───── 本文
男らしさが何よりの自慢だった自分の肉体が、徐々に女になっていく!ボクシング世界王者の芹沢哲が衝撃の事実に気づいたのは、タイトル防衛戦の最中だった。その奇病のために哲はボクサーの栄光と、人間としての尊厳を奪われた。夫が女に変わるという衝撃の展開には妻も苦悩するが、医師の診断は無情にも治療不能!究極の孤独と恐怖の末に、元チャンピオンが選択した切なくも哀しい人生の結末が胸を打つ。

(「BOOK」データベースより)
──────────
───── 参照資料
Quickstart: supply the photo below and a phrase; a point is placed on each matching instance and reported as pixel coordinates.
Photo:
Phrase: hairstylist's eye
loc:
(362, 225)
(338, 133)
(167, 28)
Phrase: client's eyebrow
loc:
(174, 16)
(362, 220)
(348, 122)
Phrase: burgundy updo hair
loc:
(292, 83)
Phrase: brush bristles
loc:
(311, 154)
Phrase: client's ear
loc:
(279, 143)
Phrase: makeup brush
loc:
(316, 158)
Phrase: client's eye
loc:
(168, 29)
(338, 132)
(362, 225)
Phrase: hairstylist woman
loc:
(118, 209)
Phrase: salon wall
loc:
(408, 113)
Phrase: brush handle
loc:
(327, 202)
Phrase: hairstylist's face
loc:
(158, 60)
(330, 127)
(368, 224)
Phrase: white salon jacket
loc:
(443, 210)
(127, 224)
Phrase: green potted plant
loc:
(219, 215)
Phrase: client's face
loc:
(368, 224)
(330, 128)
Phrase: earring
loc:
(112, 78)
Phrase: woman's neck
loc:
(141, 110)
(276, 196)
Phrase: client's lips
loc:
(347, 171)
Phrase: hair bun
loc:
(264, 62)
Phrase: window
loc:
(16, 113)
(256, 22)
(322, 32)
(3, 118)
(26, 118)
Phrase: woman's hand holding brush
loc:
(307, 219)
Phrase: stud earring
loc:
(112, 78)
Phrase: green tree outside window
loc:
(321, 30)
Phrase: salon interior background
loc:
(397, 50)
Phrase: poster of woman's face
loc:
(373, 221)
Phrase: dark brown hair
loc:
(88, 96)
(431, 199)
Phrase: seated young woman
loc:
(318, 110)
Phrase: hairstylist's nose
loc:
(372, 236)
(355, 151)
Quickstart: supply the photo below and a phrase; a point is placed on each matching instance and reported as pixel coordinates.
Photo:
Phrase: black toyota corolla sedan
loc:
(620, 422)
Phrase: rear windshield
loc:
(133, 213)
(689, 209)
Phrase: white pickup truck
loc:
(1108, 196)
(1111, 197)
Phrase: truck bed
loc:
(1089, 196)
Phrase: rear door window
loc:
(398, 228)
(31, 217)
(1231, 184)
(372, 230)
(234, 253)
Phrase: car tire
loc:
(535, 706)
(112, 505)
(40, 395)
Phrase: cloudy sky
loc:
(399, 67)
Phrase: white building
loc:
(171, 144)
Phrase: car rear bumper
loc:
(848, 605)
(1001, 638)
──────────
課題
ボクシング世界王者の体が女に変わっていく小説の紹介文について、途切れたところから続きを書け。 一覧は本文とは別の出典から取ったものだ。

回答
 上記のあらすじだけでは「これホラー?」となるが、読み終えても同じ感想なので大丈夫です。主人公は傍若無人、男尊女卑、傲岸不遜の絵に描いたようなマッチョイズムの化身であり連勝中のボクシングチャンピオン。試合の前にふと自分の乳首と乳暈が肥大化していることに気づき、触ってみたところ大量の母乳を噴き出してしまう。混乱するまま試合に向かうものの、相手のパンチを胸に受けたとたんまたもや母乳が噴出、そのままテレビに放映されてしまったため試合放棄、引退という流れに。すさまじい勢いで女体化が進む元チャンプに対し、家族やセコンドたちもかける言葉が見つからず…。

 何を読まされているんだという気になるが、中身はそれほどキワモノではなく、前半はボクシング小説として普通に楽しめる。望まない姿に変貌してしまった人間が辿る悲劇的な運命…と考えれば、確かにある種のホラーでなければ書けない題材かもしれぬ。カテゴライズ不能の変な作品には間違いない。